Tujuan Tugas A:
Kutip ulang secara persis baris-baris catatan di bawah, mulai dari baris yang memuat "Segment the crowd" sampai akhir catatan. Gambar tidak perlu disertakan dalam jawaban.

Teks yang Diberikan:
━━━━━━━━

Tentu saja, bagi para musuh rakyat – atau mereka yang mungkin pelan-pelang berpaling dari gerakan rakyat – tidaklah penting apabila klaim-klaim mereka sesungguhnya adalah klaim-klaim kontrarian yang berisi logika otak atik gathuk. Tidaklah penting juga apabila tuduhan-tuduhan mereka bersifat ahistoris dan tidak ilmiah. Toh, di zaman kapitalisme digital yang serba instan nan medioker ini, yang terpenting adalah bagaimana suatu klaim dapat secara cepat dan mudah dipakai untuk melayani kepentingan-kepentingan dan tujuan-tujuan politik tertentu – yang pada ujungnya adalah reproduksi dan penguatan hierarkhi dari masyarakat kelas itu sendiri. Hoax maupun onggokan informasi-informasi sampah lainnya memiliki fungsi yang sama dengan desas-desus seputar Peristiwa G30S atau Kebakaran Reichstag: digunakan untuk melayani kepentingan yang berkuasa dan mendiskreditkan gerakan rakyat.

Tetapi, justru persis di masa seperti inilah, adalah penting untuk kembali melihat sejarah perjuangan rakyat. Kaum tani di nusantara punya sejarah perlawanan panjang melawan ragam-ragam bentuk penindasan, mulai dari tarif pajak yang terlalu tinggi hingga gangguan atas corak hidup subsisten mereka oleh apa yang disebut sebagai relasi sosial kapitalis. Dan ini tidak hanya terjadi di Indonesia. Abad ke-20, sebagaimana dicatat oleh Eric Wolf, menyaksikan perlawanan skala besar kaum tani menghadapi neokolonialisme dan imperialisme yang semangatnya sering sekali berkelit-kelindan dengan semangat perjuangan pembebasan nasional, mulai dari Russia, Meksiko, Tiongkok, Aljazair, Kuba, hingga Vietnam. Bahkan, ketika perlawanan kaum tani tidak mengambil corak yang terbuka atau manifes, perlawanan tersebut tetap berlanjut dalam ranah yang lebih keseharian, melalui gosip, memberikan hasil ternak dan tani berkualitas rendah di kala penarikan pajak sebagai bentuk protes, sarkasme, dan lain sebagainya.

━━━━━━━━

Catatan Data:
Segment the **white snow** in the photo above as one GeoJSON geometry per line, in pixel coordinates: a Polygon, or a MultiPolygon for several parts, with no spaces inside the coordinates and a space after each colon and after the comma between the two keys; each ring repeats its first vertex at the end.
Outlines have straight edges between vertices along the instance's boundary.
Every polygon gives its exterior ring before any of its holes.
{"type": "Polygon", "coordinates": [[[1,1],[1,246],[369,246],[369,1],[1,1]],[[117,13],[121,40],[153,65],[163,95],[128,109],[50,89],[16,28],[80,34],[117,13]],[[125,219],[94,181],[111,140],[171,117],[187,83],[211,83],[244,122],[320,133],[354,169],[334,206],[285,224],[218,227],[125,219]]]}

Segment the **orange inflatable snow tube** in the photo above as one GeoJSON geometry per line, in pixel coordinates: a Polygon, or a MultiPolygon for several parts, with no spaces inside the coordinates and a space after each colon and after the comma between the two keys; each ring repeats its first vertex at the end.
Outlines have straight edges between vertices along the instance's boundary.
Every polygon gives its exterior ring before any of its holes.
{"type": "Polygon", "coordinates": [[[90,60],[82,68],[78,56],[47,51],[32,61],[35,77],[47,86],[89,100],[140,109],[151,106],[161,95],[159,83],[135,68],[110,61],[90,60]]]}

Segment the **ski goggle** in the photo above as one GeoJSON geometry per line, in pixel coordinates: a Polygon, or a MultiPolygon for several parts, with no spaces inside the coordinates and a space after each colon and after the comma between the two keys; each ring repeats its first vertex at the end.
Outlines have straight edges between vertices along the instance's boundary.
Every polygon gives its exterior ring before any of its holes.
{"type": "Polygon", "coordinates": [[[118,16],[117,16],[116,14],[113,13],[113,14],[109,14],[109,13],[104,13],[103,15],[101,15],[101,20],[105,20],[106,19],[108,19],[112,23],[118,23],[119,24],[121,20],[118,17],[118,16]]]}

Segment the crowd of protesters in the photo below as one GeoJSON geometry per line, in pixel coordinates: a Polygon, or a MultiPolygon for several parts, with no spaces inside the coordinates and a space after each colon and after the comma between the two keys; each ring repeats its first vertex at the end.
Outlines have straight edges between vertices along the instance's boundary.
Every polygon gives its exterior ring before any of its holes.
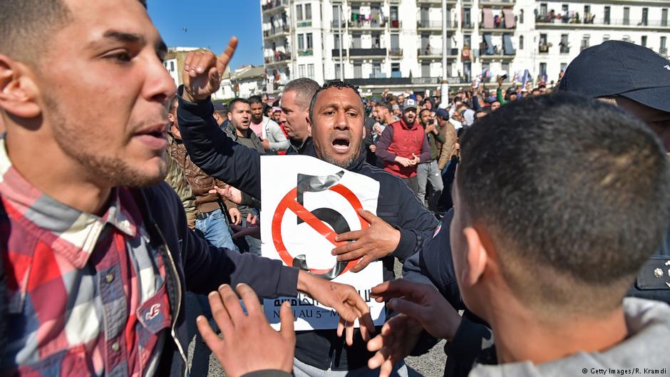
{"type": "Polygon", "coordinates": [[[593,46],[556,86],[299,78],[222,105],[237,39],[189,53],[175,88],[141,0],[1,0],[0,33],[0,375],[195,376],[196,327],[229,377],[404,377],[440,339],[445,376],[668,374],[670,64],[651,50],[593,46]],[[331,253],[381,262],[383,326],[354,287],[260,256],[267,155],[379,182],[331,253]],[[259,298],[299,292],[337,329],[294,331],[287,302],[274,331],[259,298]]]}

━━━━━━━━

Tujuan Tugas B:
Cetak ulang tanpa perubahan bagian teks tentang perjuangan rakyat di atas, mulai dari "Tentu saja, bagi" sampai "mendiskreditkan gerakan rakyat.".

Jawaban A:
Segment the crowd of protesters in the photo below as one GeoJSON geometry per line, in pixel coordinates: a Polygon, or a MultiPolygon for several parts, with no spaces inside the coordinates and a space after each colon and after the comma between the two keys; each ring repeats its first vertex at the end.
Outlines have straight edges between vertices along the instance's boundary.
Every polygon gives its exterior ring before any of its holes.
{"type": "Polygon", "coordinates": [[[593,46],[556,86],[299,78],[222,105],[237,39],[189,53],[175,88],[141,0],[1,0],[0,33],[0,375],[195,376],[196,327],[229,377],[404,377],[440,339],[445,376],[668,374],[670,64],[651,50],[593,46]],[[331,253],[381,262],[383,326],[354,287],[260,256],[267,155],[379,182],[331,253]],[[259,298],[299,292],[337,329],[294,331],[287,302],[274,331],[259,298]]]}

Jawaban B:
Tentu saja, bagi para musuh rakyat – atau mereka yang mungkin pelan-pelang berpaling dari gerakan rakyat – tidaklah penting apabila klaim-klaim mereka sesungguhnya adalah klaim-klaim kontrarian yang berisi logika otak atik gathuk. Tidaklah penting juga apabila tuduhan-tuduhan mereka bersifat ahistoris dan tidak ilmiah. Toh, di zaman kapitalisme digital yang serba instan nan medioker ini, yang terpenting adalah bagaimana suatu klaim dapat secara cepat dan mudah dipakai untuk melayani kepentingan-kepentingan dan tujuan-tujuan politik tertentu – yang pada ujungnya adalah reproduksi dan penguatan hierarkhi dari masyarakat kelas itu sendiri. Hoax maupun onggokan informasi-informasi sampah lainnya memiliki fungsi yang sama dengan desas-desus seputar Peristiwa G30S atau Kebakaran Reichstag: digunakan untuk melayani kepentingan yang berkuasa dan mendiskreditkan gerakan rakyat.